____ Passage for review
What Is the World We Are Imagining Beyond Debt?
A special roundtable on debt abolition and racial capitalism—and how we can organize for a future beyond accumulation. Featuring Stacy Davis Gates, Alex Han, Robin G. Kelley, René Moya and Derecka Purnell.
Jalil Mustaffa Bishop
To live in the United States is to live in debt and mostly scrape by.
So many of us are simply trying to survive and create the basic conditions that will keep our families safe, healthy, educated, housed, employed and out of jail. Almost 80% of U.S. households are collectively holding $17.69 trillion in debt, and the average U.S. household has $100,000 in debt. One 2023 survey showed more than 78% of workers live paycheck to paycheck, and if you were to pick any one of us out of a lineup, you would find we might be holding upwards of $50,000 of debt, too.
It all weighs; it all can destroy families and divide communities. The wealthy weaponize it against working people, to try to bludgeon us into submission and the endless cycle of consumption, consumption, consumption.
We’re told that if we were just smarter, if we took enough financial literacy courses, if we only saved a little more, then it might all go away — that there’s a way out of the boundless architecture of racial capitalism that is the foundation (and economic engine) of this country.
But we know that’s a lie and that racial capitalism works to keep us largely atomized.
Debt Collective co-founders Hannah Appel and Astra Taylor opened the special takeover issue of In These Times positing that what is needed are new debtors’ unions to collectively leverage our debt to topple the monuments built to racial capitalism that stand in the town squares of our lives.
But the question remains: What is beyond debt, and what is a future beyond accumulation?
In These Times and Debt Collective convened this roundtable to dig into the ways racial capitalism works, the roles labor and justice movements can play in resisting its incessant attacks on working people, and how we can move towards debt abolition — and what that would mean.
________
____ Information shown
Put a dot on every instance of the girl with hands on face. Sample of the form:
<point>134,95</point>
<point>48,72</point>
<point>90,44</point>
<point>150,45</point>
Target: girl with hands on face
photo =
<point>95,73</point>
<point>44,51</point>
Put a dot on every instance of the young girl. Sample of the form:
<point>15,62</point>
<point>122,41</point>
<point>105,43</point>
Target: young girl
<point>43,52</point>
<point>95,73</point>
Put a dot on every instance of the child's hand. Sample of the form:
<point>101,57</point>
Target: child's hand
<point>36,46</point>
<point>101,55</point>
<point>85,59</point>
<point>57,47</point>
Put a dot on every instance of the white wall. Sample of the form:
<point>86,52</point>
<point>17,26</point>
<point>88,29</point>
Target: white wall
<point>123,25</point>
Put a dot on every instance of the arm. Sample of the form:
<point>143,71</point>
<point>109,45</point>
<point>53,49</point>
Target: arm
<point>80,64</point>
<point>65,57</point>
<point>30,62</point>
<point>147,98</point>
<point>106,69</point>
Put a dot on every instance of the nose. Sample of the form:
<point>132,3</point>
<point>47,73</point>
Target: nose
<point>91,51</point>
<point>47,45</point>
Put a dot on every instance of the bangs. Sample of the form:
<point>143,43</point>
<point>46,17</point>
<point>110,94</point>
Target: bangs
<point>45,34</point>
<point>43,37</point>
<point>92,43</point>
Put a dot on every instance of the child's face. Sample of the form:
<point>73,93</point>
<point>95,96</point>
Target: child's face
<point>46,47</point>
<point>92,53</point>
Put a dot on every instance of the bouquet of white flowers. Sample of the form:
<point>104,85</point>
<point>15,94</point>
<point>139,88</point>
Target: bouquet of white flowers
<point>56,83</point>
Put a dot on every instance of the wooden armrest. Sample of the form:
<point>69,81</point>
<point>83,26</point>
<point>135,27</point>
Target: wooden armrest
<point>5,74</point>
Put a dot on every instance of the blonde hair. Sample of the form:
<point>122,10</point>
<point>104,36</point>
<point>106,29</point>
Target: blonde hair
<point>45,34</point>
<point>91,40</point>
________
____ Information shown
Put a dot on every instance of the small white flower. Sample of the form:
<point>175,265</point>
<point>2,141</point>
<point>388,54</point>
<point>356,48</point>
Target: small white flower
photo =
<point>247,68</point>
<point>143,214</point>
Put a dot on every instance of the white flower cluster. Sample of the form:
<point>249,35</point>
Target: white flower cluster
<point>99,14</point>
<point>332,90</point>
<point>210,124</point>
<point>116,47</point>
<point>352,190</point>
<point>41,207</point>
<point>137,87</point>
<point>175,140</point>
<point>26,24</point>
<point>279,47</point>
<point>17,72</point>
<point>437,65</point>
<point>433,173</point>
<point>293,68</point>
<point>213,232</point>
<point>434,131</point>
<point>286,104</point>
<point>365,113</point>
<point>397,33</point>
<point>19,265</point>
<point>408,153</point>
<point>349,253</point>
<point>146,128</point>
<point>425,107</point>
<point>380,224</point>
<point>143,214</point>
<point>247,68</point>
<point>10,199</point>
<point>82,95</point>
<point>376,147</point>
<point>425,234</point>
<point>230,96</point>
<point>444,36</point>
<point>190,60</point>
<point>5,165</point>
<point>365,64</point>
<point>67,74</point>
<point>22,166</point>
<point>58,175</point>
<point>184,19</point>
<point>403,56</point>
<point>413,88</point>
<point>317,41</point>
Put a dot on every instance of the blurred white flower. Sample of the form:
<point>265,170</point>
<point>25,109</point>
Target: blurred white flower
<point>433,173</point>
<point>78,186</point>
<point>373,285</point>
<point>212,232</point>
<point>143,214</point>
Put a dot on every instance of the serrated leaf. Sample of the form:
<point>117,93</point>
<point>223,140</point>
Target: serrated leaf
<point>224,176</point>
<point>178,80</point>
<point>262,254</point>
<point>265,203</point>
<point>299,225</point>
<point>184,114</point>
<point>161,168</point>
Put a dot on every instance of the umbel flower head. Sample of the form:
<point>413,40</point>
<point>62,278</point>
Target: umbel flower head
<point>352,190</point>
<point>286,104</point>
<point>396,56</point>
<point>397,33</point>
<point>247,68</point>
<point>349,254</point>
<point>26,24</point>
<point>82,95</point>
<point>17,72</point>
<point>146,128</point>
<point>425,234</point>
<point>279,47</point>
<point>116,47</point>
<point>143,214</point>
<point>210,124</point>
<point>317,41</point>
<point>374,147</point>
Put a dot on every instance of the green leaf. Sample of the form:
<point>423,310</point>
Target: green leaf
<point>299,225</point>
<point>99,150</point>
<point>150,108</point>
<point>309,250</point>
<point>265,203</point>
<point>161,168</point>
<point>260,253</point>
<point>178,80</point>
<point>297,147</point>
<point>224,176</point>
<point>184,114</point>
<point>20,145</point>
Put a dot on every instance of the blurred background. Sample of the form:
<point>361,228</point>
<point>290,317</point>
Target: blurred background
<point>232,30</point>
________
____ Information shown
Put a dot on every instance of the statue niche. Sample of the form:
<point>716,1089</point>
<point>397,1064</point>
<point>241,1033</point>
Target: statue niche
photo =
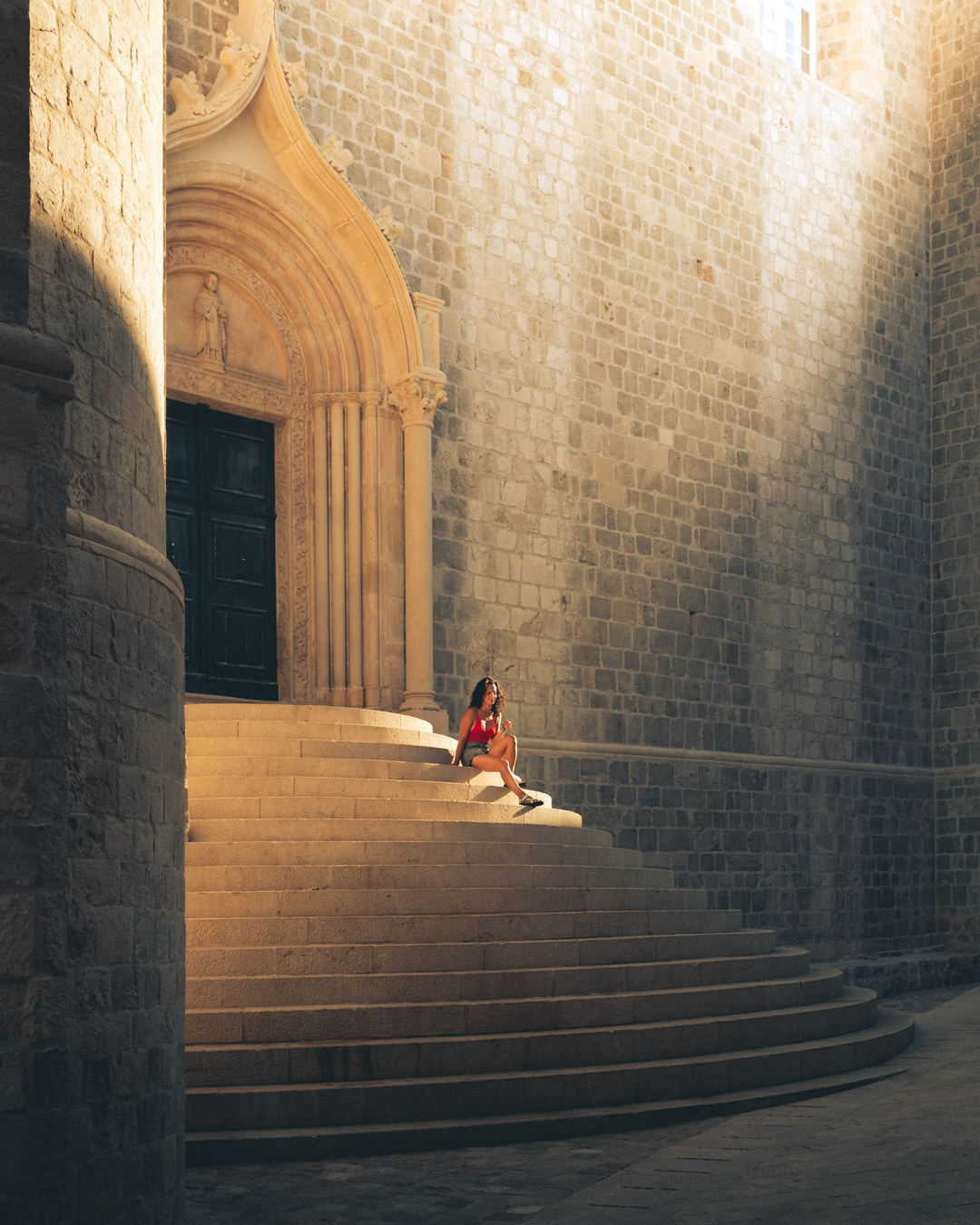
________
Task instructions
Copy word for word the part of the text on debt that begins with the words "It all weighs;" and ends with "consumption, consumption, consumption.". The entries have no connection to the text on debt.

Your response
It all weighs; it all can destroy families and divide communities. The wealthy weaponize it against working people, to try to bludgeon us into submission and the endless cycle of consumption, consumption, consumption.